DESCRIPTION OF THE TASK ▸ Could the entries below be reproduced exactly, with the images removed?

Point-per-instance localization data:
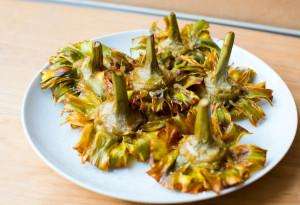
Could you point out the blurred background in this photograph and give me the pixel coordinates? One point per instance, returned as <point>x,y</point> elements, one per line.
<point>279,13</point>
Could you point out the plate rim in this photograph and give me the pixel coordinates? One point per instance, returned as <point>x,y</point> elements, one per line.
<point>249,181</point>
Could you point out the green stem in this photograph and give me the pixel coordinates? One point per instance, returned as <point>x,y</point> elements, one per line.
<point>173,29</point>
<point>151,60</point>
<point>97,63</point>
<point>222,66</point>
<point>202,124</point>
<point>120,93</point>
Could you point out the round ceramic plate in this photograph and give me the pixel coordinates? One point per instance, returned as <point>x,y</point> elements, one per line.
<point>53,141</point>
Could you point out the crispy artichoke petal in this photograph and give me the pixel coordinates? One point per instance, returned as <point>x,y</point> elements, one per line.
<point>249,109</point>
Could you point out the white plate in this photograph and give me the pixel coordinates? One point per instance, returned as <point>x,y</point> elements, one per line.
<point>53,141</point>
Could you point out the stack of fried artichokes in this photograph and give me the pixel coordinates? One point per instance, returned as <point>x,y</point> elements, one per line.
<point>174,106</point>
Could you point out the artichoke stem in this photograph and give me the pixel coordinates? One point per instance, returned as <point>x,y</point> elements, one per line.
<point>222,66</point>
<point>151,60</point>
<point>202,124</point>
<point>97,63</point>
<point>120,94</point>
<point>173,29</point>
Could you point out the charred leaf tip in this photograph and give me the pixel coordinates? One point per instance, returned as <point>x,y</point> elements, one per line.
<point>203,102</point>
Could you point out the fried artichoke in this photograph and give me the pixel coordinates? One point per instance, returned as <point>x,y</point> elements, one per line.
<point>175,106</point>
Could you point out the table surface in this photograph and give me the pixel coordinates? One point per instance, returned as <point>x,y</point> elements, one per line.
<point>31,31</point>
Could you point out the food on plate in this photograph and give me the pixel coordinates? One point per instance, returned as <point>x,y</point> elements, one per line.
<point>174,106</point>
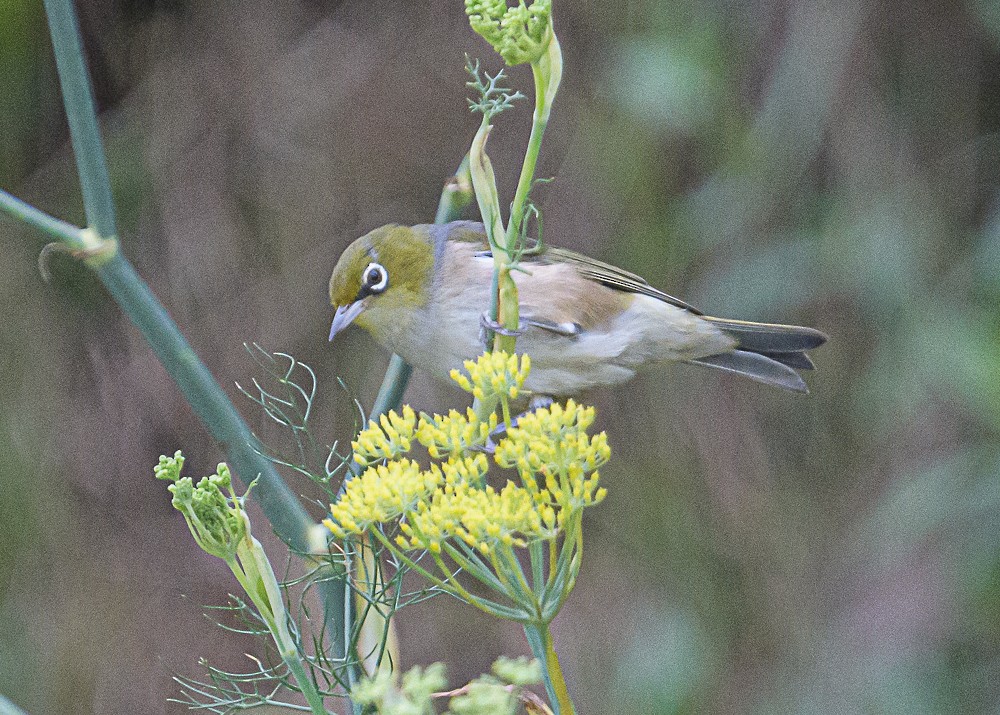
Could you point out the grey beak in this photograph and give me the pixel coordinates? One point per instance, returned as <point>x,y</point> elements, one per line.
<point>344,316</point>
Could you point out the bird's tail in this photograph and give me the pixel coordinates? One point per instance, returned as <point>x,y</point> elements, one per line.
<point>766,352</point>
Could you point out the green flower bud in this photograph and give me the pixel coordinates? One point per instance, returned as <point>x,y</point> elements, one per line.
<point>520,34</point>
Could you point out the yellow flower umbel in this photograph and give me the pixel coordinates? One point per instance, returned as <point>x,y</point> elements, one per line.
<point>466,525</point>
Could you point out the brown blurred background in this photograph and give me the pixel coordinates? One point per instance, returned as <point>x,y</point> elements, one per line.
<point>825,162</point>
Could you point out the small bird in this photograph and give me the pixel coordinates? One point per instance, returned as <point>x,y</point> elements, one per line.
<point>421,292</point>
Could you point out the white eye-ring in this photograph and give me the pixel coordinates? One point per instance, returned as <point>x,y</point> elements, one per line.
<point>375,279</point>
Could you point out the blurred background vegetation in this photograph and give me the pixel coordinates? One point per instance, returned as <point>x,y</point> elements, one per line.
<point>833,163</point>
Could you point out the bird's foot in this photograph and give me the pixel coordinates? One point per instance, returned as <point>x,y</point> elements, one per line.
<point>537,402</point>
<point>487,324</point>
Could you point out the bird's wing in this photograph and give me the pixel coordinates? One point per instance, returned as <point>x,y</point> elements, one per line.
<point>608,275</point>
<point>587,267</point>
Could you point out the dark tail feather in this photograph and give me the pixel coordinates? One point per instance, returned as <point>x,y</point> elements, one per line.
<point>770,337</point>
<point>767,352</point>
<point>757,367</point>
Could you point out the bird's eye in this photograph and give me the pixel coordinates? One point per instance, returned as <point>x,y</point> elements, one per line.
<point>376,278</point>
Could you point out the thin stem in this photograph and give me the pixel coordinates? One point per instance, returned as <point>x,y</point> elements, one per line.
<point>539,121</point>
<point>286,514</point>
<point>306,685</point>
<point>82,117</point>
<point>54,227</point>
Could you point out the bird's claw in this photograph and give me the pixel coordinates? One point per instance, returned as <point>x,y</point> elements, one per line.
<point>486,322</point>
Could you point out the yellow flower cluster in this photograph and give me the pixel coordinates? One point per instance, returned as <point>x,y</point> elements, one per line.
<point>481,518</point>
<point>555,458</point>
<point>553,443</point>
<point>454,434</point>
<point>389,438</point>
<point>382,493</point>
<point>494,375</point>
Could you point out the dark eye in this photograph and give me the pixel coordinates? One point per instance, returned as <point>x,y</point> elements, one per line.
<point>375,278</point>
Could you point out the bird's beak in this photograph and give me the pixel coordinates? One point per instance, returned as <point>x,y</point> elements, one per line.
<point>345,315</point>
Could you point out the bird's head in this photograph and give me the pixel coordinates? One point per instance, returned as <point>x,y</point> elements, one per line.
<point>382,279</point>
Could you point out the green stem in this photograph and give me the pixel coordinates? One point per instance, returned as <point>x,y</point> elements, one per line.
<point>547,72</point>
<point>306,685</point>
<point>82,117</point>
<point>56,228</point>
<point>286,514</point>
<point>540,640</point>
<point>455,196</point>
<point>539,121</point>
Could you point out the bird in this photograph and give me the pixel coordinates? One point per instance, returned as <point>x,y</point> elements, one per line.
<point>422,292</point>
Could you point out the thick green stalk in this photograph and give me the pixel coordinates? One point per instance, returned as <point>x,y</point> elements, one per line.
<point>540,640</point>
<point>286,514</point>
<point>547,72</point>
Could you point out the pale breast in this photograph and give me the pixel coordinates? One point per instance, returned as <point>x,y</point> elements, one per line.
<point>617,331</point>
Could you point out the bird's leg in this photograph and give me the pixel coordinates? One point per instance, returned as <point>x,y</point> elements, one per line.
<point>537,402</point>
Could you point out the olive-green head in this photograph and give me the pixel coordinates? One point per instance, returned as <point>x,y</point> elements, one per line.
<point>381,279</point>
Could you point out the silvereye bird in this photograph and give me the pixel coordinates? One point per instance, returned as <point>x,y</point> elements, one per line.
<point>421,291</point>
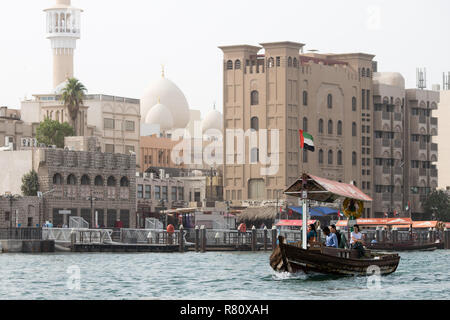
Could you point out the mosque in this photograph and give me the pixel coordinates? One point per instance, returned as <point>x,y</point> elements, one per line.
<point>121,124</point>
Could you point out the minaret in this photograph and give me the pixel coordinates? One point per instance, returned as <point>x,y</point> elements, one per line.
<point>63,29</point>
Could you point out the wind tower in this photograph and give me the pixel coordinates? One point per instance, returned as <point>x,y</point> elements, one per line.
<point>63,30</point>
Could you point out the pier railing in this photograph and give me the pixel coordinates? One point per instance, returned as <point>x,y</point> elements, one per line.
<point>20,234</point>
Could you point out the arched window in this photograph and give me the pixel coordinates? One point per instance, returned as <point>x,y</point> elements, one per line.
<point>254,123</point>
<point>71,180</point>
<point>57,179</point>
<point>111,181</point>
<point>85,180</point>
<point>330,157</point>
<point>320,156</point>
<point>305,98</point>
<point>254,156</point>
<point>124,182</point>
<point>254,98</point>
<point>330,126</point>
<point>305,124</point>
<point>98,181</point>
<point>330,101</point>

RESULT OF THE EXERCISE ▸
Could you point out the blurred background in this photograph and give me the pixel coordinates? One point per instance, returned as <point>x,y</point> elements, one per line.
<point>279,13</point>
Could you point out the plate rim in this photograph and give me the pixel coordinates? One point per instance, returned as <point>x,y</point> elements, one per line.
<point>249,181</point>
Could you point out the green stem in this photograph and give me the pixel coordinates? One point per instance, returned as <point>x,y</point> elements, one per line.
<point>173,29</point>
<point>151,60</point>
<point>97,63</point>
<point>222,66</point>
<point>202,124</point>
<point>120,93</point>
Could you point out the round ceramic plate in this photograph and give me the pixel coordinates? One point per instance, returned as <point>x,y</point> elements, one per line.
<point>53,141</point>
Could you point out the crispy artichoke petal in this photograph and give me the pixel coordinates? One point per instance, returned as <point>x,y</point> elements, one per line.
<point>249,109</point>
Could you point out the white plate in this photograph and give me the pixel coordinates? One point per instance, returned as <point>x,y</point> elements, one per line.
<point>53,141</point>
Could you point out the stack of fried artichokes in this photograph and give me the pixel coordinates? One point per instance, returned as <point>x,y</point> elements, one per line.
<point>174,106</point>
Could you point out the artichoke stem in this photograph and give me the pixel coordinates? One point per instance, returned as <point>x,y</point> elements, one per line.
<point>222,66</point>
<point>151,60</point>
<point>202,124</point>
<point>97,63</point>
<point>120,94</point>
<point>173,29</point>
Could you point out the charred leaf tip in this photograph and give me the pixel coordinates? One point per instance, returned as <point>x,y</point> elements, one per line.
<point>203,102</point>
Could you point out the fried artichoke in this photograph and give me the pixel coordinates? One point per instance, returned as <point>x,y</point> elements, one per line.
<point>175,106</point>
Could you point out the table surface in this photograph and give me the pixel coordinates? One point per instance, returned as <point>x,y</point> elements, one per line.
<point>31,31</point>
Could you point out the food on plate in this photograph and give me the pixel coordinates? One point per instance, returned as <point>x,y</point> elements, one per line.
<point>174,106</point>
Could you point out the grey beak in this photograph and give me the pixel coordinates? One point per instance, returned as <point>x,y</point> elements, one per line.
<point>344,316</point>
Could you point out the bird's tail in this photograph and give me the pixel coordinates? One point per instance, returned as <point>x,y</point> elements, one per line.
<point>766,352</point>
Could you point out the green flower bud in this photograph and give me the pixel coordinates? One point per instance, returned as <point>x,y</point> elements, one per line.
<point>520,34</point>
Could you point out the yellow flower umbel in this photograph and give me the pixel coordinates? One point per instance, returned as <point>x,y</point> elements, one per line.
<point>466,525</point>
Could you point out the brown blurred background in this photograph and give me the pixel coordinates? One point per instance, returned as <point>x,y</point> elements, one per line.
<point>825,162</point>
Could you point out the small bird in this photograph and give me the pixel coordinates? One point per instance, returned as <point>x,y</point> elements, one per line.
<point>421,292</point>
Could you point out the white eye-ring in this photograph and give me the pixel coordinates? One point per instance, returned as <point>x,y</point> elements, one per line.
<point>375,279</point>
Could you point out the blurred background vegetation in this photograph and give me the pixel coordinates? One point per instance, returned as <point>x,y</point> elements, one per line.
<point>833,163</point>
Could you point out the bird's foot in this photograph and give me the pixel coordinates? One point per instance, returned as <point>x,y</point> elements, one per line.
<point>537,402</point>
<point>487,324</point>
Could you point out the bird's wing in this photograph and give me the pixel coordinates? One point per instance, returned as <point>x,y</point> elements, one per line.
<point>608,275</point>
<point>587,267</point>
Could you point out the dark tail feather in this photograph and give me the pixel coordinates? One point per instance, returned as <point>x,y</point> elements, one per line.
<point>770,337</point>
<point>767,352</point>
<point>757,367</point>
Could you point out the bird's eye in this photograph and give me the pixel coordinates? One point per instance, returned as <point>x,y</point> elements, one per line.
<point>376,278</point>
Could you point out the thin stem in this photograph and give me the pixel coordinates? One point per instance, returned as <point>x,y</point> elements, one per line.
<point>539,121</point>
<point>286,514</point>
<point>306,685</point>
<point>82,117</point>
<point>54,227</point>
Could you point out the bird's claw in this photograph and give me the pixel coordinates? One point per instance, returned as <point>x,y</point> elements, one per line.
<point>486,322</point>
Could you point out the yellow flower cluster in this photograph and give me the pixel coordinates? One point per instance, returned as <point>x,y</point> elements, one per line.
<point>481,518</point>
<point>555,458</point>
<point>553,443</point>
<point>454,434</point>
<point>389,438</point>
<point>382,493</point>
<point>494,375</point>
Could you point out the dark eye in this photograph and give me the pixel coordinates? One point per instance, returned as <point>x,y</point> elements, one per line.
<point>375,278</point>
Could you point out the bird's beak in this photograph and give me the pixel coordinates? One point per instance, returned as <point>x,y</point> elements, one per line.
<point>345,315</point>
Could you point out the bird's head in this photograph and give me the pixel coordinates? One point per instance, returned as <point>x,y</point> elements, one per line.
<point>382,279</point>
Could you point out the green stem in this photograph and give me the pixel coordinates? One point per instance, returned as <point>x,y</point> elements, one per line.
<point>547,72</point>
<point>306,685</point>
<point>82,117</point>
<point>56,228</point>
<point>286,514</point>
<point>540,640</point>
<point>455,196</point>
<point>539,121</point>
Could you point out the bird in this photograph and give me the pixel coordinates? One point per instance, returned as <point>x,y</point> elements, one per line.
<point>422,292</point>
Could you point out the thick green stalk in this photograph and give me the pixel coordinates? One point per instance, returned as <point>x,y</point> elements, one per line.
<point>540,640</point>
<point>286,514</point>
<point>547,72</point>
Could you point out the pale breast in this photograph and give me the pixel coordinates? One point per instance, returned as <point>x,y</point> elements, one per line.
<point>617,331</point>
Could you point out the bird's leg in this photograph and give me the pixel coordinates? One point per instance, returned as <point>x,y</point> elements, one per line.
<point>537,402</point>
Could you point out the olive-green head in this photograph and give me the pixel coordinates? One point per instance, returned as <point>x,y</point> elements, one per line.
<point>381,279</point>
Could you point out the silvereye bird in this photograph and give me the pixel coordinates? One point per instance, returned as <point>x,y</point> elements, one per line.
<point>421,291</point>
Could you point out the mosque in this photograph and give me the pixel coordinates? One point per instance, returned as <point>x,y</point> elements, one per line.
<point>121,124</point>
Could you point out the minaret in this photograph and give me the pixel coordinates? One point per instance, returned as <point>x,y</point> elements, one per line.
<point>63,29</point>
Could you point out the wind tower in this photograph and give me the pixel coordinates? One point per instance, returned as <point>x,y</point> elements, one per line.
<point>63,30</point>
Could you point out the pier railing in this photograph and give me the pixel coordinates? One point per instance, returned as <point>x,y</point> elements, one per line.
<point>20,234</point>
Could you point out the arched window in this photograph and give me the pixel coordinates? One point per instance, returned as <point>x,y</point> elements, one per line.
<point>254,123</point>
<point>71,180</point>
<point>57,179</point>
<point>111,181</point>
<point>85,180</point>
<point>330,157</point>
<point>320,156</point>
<point>305,98</point>
<point>254,156</point>
<point>124,182</point>
<point>254,98</point>
<point>330,126</point>
<point>305,124</point>
<point>98,181</point>
<point>330,101</point>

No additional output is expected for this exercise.